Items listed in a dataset
+===+

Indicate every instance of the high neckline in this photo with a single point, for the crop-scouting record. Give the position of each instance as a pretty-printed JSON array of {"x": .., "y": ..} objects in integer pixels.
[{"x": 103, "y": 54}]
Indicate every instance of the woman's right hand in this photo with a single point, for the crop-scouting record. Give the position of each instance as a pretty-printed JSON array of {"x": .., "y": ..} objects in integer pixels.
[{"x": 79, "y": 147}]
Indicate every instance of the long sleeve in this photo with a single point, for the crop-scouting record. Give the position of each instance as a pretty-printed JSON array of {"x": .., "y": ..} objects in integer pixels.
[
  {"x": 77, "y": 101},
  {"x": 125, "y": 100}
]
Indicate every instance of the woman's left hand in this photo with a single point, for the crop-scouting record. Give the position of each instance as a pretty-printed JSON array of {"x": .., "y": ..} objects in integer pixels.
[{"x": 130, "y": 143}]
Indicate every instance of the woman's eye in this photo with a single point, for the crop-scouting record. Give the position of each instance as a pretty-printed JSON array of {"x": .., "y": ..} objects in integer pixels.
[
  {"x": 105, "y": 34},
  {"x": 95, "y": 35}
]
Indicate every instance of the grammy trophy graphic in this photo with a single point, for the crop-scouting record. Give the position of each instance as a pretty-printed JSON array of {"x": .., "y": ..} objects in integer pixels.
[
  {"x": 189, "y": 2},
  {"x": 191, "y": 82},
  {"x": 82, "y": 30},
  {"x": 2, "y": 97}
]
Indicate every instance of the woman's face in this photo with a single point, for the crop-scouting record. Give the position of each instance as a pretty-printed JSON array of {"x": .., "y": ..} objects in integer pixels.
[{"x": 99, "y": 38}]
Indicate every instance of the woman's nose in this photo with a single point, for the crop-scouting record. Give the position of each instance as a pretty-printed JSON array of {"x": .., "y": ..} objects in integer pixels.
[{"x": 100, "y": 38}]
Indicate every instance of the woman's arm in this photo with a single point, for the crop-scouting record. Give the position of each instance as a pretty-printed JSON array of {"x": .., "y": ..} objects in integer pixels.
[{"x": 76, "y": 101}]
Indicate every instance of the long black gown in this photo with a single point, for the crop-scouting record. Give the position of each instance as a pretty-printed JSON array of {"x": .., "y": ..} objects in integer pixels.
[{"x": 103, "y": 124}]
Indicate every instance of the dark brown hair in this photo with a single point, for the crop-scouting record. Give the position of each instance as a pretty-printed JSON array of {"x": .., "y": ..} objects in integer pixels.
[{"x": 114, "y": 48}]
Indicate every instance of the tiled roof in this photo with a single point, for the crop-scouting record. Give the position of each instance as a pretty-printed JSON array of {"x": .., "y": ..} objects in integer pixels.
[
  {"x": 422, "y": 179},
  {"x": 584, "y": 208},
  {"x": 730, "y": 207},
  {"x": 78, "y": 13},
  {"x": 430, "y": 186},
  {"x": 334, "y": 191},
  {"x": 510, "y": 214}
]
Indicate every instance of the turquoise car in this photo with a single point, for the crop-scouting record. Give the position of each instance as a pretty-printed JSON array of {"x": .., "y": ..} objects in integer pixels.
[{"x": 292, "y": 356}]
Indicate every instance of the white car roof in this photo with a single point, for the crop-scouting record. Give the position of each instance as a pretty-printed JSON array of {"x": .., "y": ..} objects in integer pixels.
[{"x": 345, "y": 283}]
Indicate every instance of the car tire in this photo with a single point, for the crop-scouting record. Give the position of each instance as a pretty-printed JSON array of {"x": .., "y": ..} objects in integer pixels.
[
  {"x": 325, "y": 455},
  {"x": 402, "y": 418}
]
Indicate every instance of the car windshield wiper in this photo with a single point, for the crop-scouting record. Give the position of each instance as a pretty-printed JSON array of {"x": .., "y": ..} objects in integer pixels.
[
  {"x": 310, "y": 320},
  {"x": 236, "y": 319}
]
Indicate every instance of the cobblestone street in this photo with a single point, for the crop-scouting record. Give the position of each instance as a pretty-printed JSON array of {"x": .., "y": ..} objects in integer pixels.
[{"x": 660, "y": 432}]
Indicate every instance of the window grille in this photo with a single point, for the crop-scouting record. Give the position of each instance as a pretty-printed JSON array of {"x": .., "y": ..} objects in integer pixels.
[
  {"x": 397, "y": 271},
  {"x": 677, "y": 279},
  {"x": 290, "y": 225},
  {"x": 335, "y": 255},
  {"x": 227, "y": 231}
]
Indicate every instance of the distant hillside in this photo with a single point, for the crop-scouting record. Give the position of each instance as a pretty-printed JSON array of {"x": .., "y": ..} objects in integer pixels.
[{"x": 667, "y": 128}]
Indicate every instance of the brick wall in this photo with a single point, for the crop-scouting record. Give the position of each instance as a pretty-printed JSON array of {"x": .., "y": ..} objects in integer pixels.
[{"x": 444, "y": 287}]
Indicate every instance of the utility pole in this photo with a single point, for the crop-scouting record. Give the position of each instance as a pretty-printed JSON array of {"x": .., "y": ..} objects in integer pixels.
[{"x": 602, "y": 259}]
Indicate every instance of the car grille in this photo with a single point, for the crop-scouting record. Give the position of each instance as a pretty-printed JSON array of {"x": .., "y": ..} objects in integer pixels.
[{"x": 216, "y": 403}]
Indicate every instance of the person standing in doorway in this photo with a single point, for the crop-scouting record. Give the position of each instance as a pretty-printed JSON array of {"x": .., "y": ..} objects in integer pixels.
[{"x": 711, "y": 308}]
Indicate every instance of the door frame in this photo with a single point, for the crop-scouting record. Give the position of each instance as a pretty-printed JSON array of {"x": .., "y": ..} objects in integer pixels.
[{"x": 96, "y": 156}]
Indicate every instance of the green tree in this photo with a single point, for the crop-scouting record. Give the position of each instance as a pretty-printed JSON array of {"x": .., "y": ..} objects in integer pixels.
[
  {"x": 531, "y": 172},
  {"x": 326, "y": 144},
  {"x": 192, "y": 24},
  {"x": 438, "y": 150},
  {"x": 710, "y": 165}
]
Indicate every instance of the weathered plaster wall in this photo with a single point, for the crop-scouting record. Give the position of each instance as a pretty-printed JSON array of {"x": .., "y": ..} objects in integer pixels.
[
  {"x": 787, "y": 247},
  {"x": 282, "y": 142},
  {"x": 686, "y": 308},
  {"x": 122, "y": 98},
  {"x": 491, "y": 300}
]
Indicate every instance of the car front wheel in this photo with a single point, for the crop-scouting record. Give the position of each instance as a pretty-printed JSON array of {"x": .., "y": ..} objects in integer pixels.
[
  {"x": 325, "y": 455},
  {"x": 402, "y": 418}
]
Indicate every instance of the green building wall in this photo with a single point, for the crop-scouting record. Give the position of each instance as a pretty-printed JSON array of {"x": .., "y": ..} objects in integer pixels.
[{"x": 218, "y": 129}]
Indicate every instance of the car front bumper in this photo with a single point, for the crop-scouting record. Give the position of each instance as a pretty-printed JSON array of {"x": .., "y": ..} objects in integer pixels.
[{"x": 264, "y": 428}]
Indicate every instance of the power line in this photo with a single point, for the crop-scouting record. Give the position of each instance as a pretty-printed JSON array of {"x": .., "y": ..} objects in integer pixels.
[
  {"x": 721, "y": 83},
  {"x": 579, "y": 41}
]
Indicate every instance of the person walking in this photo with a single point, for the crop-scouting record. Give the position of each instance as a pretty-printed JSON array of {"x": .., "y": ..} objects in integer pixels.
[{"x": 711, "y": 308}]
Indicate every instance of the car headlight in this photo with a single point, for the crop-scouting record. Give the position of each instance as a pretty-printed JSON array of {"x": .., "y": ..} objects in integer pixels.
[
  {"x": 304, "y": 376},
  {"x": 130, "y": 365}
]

+===+

# Problem details
Word for word, write out the entries above again.

# Written answer
Indicate every instance of the high neckline in this photo with a single point, for the crop-scouting record. Give the position of each instance as a pretty-printed JSON array of {"x": .., "y": ..} objects in integer pixels.
[{"x": 103, "y": 54}]
Indicate every instance of the woman's right hand in this photo with a single point, for the crop-scouting record. Give the position of each instance as a pretty-printed JSON array of {"x": .., "y": ..} objects in integer pixels.
[{"x": 79, "y": 147}]
Indicate every instance of the long sleeve in this photo with a single point, for the crop-scouting record. Give the position of each instance as a pretty-printed JSON array of {"x": .., "y": ..} objects in integer pixels.
[
  {"x": 77, "y": 101},
  {"x": 125, "y": 100}
]
Indicate every instance of the woman's left hand in this photo with a single point, for the crop-scouting record. Give the position of each instance as a pretty-printed JSON array of {"x": .., "y": ..} objects in integer pixels.
[{"x": 130, "y": 143}]
Indicate every instance of the woman's eye in this photo with a single point, for the crop-scouting record. Give the position of each instance as a pretty-printed JSON array of {"x": .., "y": ..} objects in integer pixels.
[
  {"x": 105, "y": 34},
  {"x": 95, "y": 35}
]
Indicate every instance of the grammy trophy graphic in this photo with a single point, for the crop-scouting record. Give the position of each instance as a pretty-printed JSON array of {"x": .., "y": ..} objects in integer pixels.
[
  {"x": 189, "y": 2},
  {"x": 191, "y": 82},
  {"x": 82, "y": 30},
  {"x": 2, "y": 97}
]
Indicate every instance of the woman's face in this photo with a single point, for the crop-scouting record. Give the position of each instance as a pretty-printed JSON array of {"x": .., "y": ..} objects in integer pixels.
[{"x": 99, "y": 38}]
Indicate every instance of the woman's nose in this photo with a single point, for the crop-scouting record. Give the position of each instance as a pretty-printed JSON array of {"x": .., "y": ..} objects in integer pixels.
[{"x": 100, "y": 38}]
Indicate every instance of the woman's arm in this photo with a single point, for the crop-scouting record. Give the position of each instance as a pretty-printed JSON array of {"x": .., "y": ..} objects in integer pixels.
[{"x": 76, "y": 101}]
Indicate every instance of the long black gown in this photo with a single point, for the crop-scouting record. Give the position of each instance as a pretty-printed JSON array of {"x": .., "y": ..} objects in integer pixels.
[{"x": 103, "y": 124}]
Indicate every instance of the dark brown hair in this photo with a single point, for the crop-scouting record. Give the position of each instance as a pretty-printed JSON array of {"x": .., "y": ..} objects in integer pixels.
[{"x": 114, "y": 48}]
Indicate every instance of the tiled roof in this photo with a single point, for the crop-scouting record. Give the position of each instance as a pretty-printed JSON array of {"x": .., "y": ..} objects in integer pixels.
[
  {"x": 422, "y": 179},
  {"x": 584, "y": 208},
  {"x": 730, "y": 207},
  {"x": 78, "y": 13},
  {"x": 430, "y": 186},
  {"x": 334, "y": 191},
  {"x": 510, "y": 214}
]
Indicate every instance of the turquoise car in this photo with a single point, for the crop-scouting record. Give the position of each instance as a pretty-printed JSON array of {"x": .., "y": ..} objects in integer pixels.
[{"x": 292, "y": 356}]
Indicate every instance of the white car roof in this photo with a single point, for the crop-scouting record. Give the position of each instance as a pretty-printed JSON array of {"x": .., "y": ..} objects in integer pixels.
[{"x": 345, "y": 283}]
Indicate every instance of the car tire in this photo with a single point, for the crop-scouting record. Give the position of each instance as a pretty-printed JSON array of {"x": .., "y": ..} objects in integer pixels.
[
  {"x": 325, "y": 455},
  {"x": 402, "y": 418}
]
Indicate every instance of the car windshield wiper in this photo with a single point, for the crop-scouting record. Give the position of each instance as a pretty-printed JSON array of {"x": .., "y": ..} objects in integer pixels.
[
  {"x": 310, "y": 320},
  {"x": 236, "y": 319}
]
Indicate every instance of the cobblestone street in this photo with a single point, for the crop-scouting record. Give the position of each instance as a pretty-printed JSON array of {"x": .., "y": ..} objects in integer pixels.
[{"x": 660, "y": 432}]
Indicate every instance of the window grille in this photo with a single point, for the crop-scouting record. Give the position of each instance as a pretty-printed JSON array of {"x": .., "y": ..} objects in integer pixels.
[
  {"x": 397, "y": 271},
  {"x": 677, "y": 279},
  {"x": 290, "y": 225},
  {"x": 335, "y": 255},
  {"x": 227, "y": 231}
]
Indicate every instance of the distant hillside in this photo with a single point, for the crop-scouting record. Give the position of each instance as a pretty-printed JSON array of {"x": .., "y": ..} objects in integer pixels.
[{"x": 667, "y": 128}]
Indicate every instance of the brick wall in this photo with a single point, for the crop-scouting record. Give the position of each instance as a pretty-printed JSON array of {"x": .., "y": ..} objects in integer pixels.
[{"x": 444, "y": 287}]
Indicate every instance of the utility pole in this photo with a single point, for the crop-scouting record. Give the position of each instance as a pretty-printed JSON array of {"x": .., "y": ..} objects in integer pixels.
[{"x": 602, "y": 259}]
Indicate every instance of the car grille in this photo with a single point, for the crop-scouting record. Give the position of each instance as a pretty-printed JSON array of {"x": .., "y": ..} objects in integer pixels.
[{"x": 216, "y": 403}]
Indicate every instance of the person standing in doorway in this photo with a single point, for the crop-scouting record. Give the position of each instance as a pretty-printed JSON array of {"x": .., "y": ..} objects in integer pixels.
[{"x": 711, "y": 308}]
Indicate every instance of the door frame in this photo with a single point, for the crop-scouting record. Give the position of each instance as a pretty-printed JSON array of {"x": .., "y": ..} objects in integer pixels.
[{"x": 96, "y": 156}]
Indicate every instance of the green tree in this photo with a single point, for the crop-scouting record. Give the position of each instance as a pretty-printed JSON array of {"x": .., "y": ..} objects in integer pixels.
[
  {"x": 531, "y": 172},
  {"x": 326, "y": 144},
  {"x": 192, "y": 24},
  {"x": 438, "y": 150},
  {"x": 710, "y": 165}
]
Indicate every instance of the weathered plaster wall in this photo with a single point, for the crop-scouting record. Give the position of each instance as a pretty-printed JSON array of {"x": .., "y": ..} objects in integer pixels.
[
  {"x": 787, "y": 247},
  {"x": 282, "y": 142},
  {"x": 686, "y": 308},
  {"x": 122, "y": 98},
  {"x": 491, "y": 300}
]
Indicate every instance of the car front wheel in this photo with a single point, for the crop-scouting record. Give the position of each instance as a pretty-printed JSON array of {"x": .., "y": ..} objects in integer pixels.
[
  {"x": 325, "y": 455},
  {"x": 402, "y": 418}
]
Indicate every instance of the green building wall in this photo with a single point, for the crop-scouting record. Give the position of each instance as a pretty-printed JSON array of {"x": .., "y": ..} objects in integer pixels.
[{"x": 218, "y": 129}]
Indicate every instance of the car front bumper in this photo with a single point, for the crop-scouting record. Give the position of each instance as a pretty-printed JSON array of {"x": .., "y": ..} objects in integer pixels.
[{"x": 264, "y": 428}]
Indicate every instance of the power line in this photo with a single point, for the crop-scouting record. Give the position of each instance as a pretty-printed JSON array of {"x": .., "y": ..} objects in integer pixels.
[
  {"x": 721, "y": 83},
  {"x": 579, "y": 41}
]
Indicate every instance of the person walking in this photo with a single point, for the crop-scouting record. Give the position of each instance as a pretty-printed JSON array of {"x": .., "y": ..} objects in integer pixels.
[{"x": 711, "y": 308}]
Indicate every instance of the car headlight in this photo with a single point, for the crop-scouting record. Give the position of each instance as a pretty-printed JSON array of {"x": .., "y": ..} objects in integer pixels.
[
  {"x": 304, "y": 376},
  {"x": 130, "y": 365}
]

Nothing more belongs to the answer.